→ TEXT PASSAGE:
Speed and Weed: The Story of Two Schedules

The Speed of Hypocrisy: How America Got Hooked on Legal Meth

Most people understand that heroin and Oxycontin are both hard, addictive drugs. Not so with speed. When it comes to amphetamine, we’ve chosen a national split-screen in which doctors airily put millions of healthy children and adults on daily speed regimens while SWAT teams throw concussion bombs in baby cribs in pursuit of small-fry meth dealers.

I generally stay away from the medical marijuana debate because almost 80 years of Drug War propaganda has turned the “debate” into a chaotic mess of ignorance, racism, and police state inertia that has little to do with the facts, and this article is a great example of how ridiculous the “War on (Some) Drugs” has become.

Hemp has been banned for decades because the DEA declared that it is the same thing as the demon weed marijuana and therefore a Schedule I Drug (which are considered “the most dangerous of all drugs”).

So, what drugs does the DEA consider to be safer than marijuana? Cocaine, meth, and oxycodone, to name a few.

From the DEA:

Schedule I

Schedule I drugs, substances, or chemicals are defined as drugs with no currently accepted medical use and a high potential for abuse. Schedule I drugs are the most dangerous drugs of all the drug schedules with potentially severe psychological or physical dependence. Some examples of Schedule I drugs are:

heroin, lysergic acid diethylamide (LSD), marijuana (cannabis), 3,4-methylenedioxymethamphetamine (ecstasy), methaqualone, and peyote

Schedule II

Schedule II drugs, substances, or chemicals are defined as drugs with a high potential for abuse, less abuse potential than Schedule I drugs, with use potentially leading to severe psychological or physical dependence. These drugs are also considered dangerous. Some examples of Schedule II drugs are:

cocaine, methamphetamine, methadone, hydromorphone (Dilaudid), meperidine (Demerol), oxycodone (OxyContin), fentanyl, Dexedrine, Adderall, and Ritalin

This policy was upheld without a second thought when the Obama White House answered a petition to allow farmers to once again grow hemp by declaring that since it was the same thing as marijuana it should remain illegal “to protect public health and safety.”

While there is little debate outside the DEA whether marijuana or crystal meth is more dangerous to society at large, the truly amazing thing is how the federal government, mainstream media, and Wall Street have given a big thumbs-up to drugs like crystal meth and heroin as long as they are marketed under a patented tradename by the world’s largest pharmaceutical companies (who not-coincidentally give lots of money to politicians and the media while raking in the profits for Wall Street).

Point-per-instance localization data
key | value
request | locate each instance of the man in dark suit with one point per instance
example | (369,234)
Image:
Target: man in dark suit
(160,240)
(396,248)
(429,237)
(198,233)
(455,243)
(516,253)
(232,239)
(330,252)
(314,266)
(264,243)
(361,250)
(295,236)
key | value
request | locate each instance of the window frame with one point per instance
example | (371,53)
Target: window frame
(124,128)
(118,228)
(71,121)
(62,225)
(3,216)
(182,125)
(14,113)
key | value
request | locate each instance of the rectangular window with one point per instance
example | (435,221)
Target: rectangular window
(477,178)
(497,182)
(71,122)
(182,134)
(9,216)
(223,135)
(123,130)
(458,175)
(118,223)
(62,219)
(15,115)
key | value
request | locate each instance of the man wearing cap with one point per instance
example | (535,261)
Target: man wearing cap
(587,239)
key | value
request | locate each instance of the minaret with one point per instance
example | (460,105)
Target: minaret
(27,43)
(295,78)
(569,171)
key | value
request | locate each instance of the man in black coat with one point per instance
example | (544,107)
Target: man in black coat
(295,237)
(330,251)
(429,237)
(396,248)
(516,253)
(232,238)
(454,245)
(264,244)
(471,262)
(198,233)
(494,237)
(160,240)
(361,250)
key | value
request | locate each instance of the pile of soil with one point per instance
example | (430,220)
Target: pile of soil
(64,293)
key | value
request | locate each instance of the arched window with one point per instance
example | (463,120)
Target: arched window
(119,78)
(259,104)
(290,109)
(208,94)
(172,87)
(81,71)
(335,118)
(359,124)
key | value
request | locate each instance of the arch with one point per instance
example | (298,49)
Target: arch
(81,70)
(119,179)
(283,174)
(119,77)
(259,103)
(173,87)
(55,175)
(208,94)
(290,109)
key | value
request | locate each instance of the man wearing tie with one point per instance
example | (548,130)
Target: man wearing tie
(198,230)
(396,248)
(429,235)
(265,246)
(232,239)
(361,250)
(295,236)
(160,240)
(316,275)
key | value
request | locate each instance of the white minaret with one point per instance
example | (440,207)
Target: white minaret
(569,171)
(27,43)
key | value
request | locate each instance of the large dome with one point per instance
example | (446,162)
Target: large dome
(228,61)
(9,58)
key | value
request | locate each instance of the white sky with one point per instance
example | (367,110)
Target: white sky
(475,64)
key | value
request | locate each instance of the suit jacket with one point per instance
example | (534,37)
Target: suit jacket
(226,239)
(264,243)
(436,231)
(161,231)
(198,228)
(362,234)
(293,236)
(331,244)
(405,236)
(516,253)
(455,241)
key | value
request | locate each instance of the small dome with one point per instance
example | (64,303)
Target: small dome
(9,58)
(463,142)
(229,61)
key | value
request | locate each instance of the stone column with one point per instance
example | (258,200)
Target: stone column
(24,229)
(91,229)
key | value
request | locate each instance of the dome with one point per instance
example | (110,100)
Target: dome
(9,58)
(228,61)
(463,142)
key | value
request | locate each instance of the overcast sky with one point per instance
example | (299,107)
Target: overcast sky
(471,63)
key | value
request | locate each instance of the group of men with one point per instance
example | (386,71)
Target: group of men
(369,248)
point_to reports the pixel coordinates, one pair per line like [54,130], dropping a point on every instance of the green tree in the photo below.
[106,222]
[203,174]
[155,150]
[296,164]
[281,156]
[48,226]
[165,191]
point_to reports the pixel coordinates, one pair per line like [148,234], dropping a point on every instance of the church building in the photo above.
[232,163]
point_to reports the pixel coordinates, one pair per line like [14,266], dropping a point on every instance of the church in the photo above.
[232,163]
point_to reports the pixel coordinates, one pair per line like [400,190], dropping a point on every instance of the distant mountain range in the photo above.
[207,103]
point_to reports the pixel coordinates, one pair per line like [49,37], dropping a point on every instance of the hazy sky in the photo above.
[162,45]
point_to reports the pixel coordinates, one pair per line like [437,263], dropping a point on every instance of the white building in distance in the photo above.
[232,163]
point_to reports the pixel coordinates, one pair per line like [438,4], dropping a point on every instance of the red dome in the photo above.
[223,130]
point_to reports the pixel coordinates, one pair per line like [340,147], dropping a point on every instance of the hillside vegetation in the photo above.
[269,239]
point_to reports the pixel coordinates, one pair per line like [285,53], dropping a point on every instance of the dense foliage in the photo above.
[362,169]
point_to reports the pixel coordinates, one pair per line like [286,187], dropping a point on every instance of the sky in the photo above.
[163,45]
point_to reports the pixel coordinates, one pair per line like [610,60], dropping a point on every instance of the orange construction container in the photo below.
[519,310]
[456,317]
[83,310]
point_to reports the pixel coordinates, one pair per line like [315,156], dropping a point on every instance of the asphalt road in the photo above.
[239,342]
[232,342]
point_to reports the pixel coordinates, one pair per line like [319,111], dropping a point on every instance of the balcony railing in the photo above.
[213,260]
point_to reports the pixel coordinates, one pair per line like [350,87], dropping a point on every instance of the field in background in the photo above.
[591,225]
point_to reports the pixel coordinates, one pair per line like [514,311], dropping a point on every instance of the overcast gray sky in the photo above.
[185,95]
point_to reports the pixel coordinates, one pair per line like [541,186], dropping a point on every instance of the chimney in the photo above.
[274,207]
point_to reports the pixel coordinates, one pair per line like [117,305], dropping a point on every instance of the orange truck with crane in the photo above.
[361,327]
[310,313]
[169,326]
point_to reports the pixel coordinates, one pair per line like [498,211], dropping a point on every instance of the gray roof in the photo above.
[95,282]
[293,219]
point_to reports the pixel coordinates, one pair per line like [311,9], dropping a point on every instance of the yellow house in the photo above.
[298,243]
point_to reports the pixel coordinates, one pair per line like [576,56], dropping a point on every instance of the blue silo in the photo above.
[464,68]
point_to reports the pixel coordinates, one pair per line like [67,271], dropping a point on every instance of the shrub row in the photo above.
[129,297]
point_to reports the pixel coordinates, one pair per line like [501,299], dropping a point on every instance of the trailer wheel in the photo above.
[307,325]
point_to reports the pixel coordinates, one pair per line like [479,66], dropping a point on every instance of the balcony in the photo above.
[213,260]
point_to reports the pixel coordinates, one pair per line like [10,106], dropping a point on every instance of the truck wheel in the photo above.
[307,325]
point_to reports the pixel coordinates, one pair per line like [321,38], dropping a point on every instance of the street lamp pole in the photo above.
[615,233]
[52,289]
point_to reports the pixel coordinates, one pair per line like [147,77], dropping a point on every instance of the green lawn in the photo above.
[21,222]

→ PROMPT 1:
Which drugs does the drug schedules article list as examples of Schedule I drugs?
→ PROMPT 2:
Summarize the drug schedules article in two sentences.

→ RESULT 1:
- Heroin
- Lysergic acid diethylamide (LSD)
- Marijuana (cannabis)
- 3,4-methylenedioxymethamphetamine (ecstasy)
- Methaqualone
- Peyote

→ RESULT 2:
The article presents the "War on (Some) Drugs" as ridiculous, noting that the DEA places marijuana, and hemp with it, in Schedule I, the most dangerous category, while cocaine, methamphetamine, and oxycodone fall under Schedule II, defined as having less abuse potential. It adds that the Obama White House upheld the hemp ban, and it argues that the federal government, mainstream media, and Wall Street approve of drugs like crystal meth and heroin when the largest pharmaceutical companies market them under patented tradenames.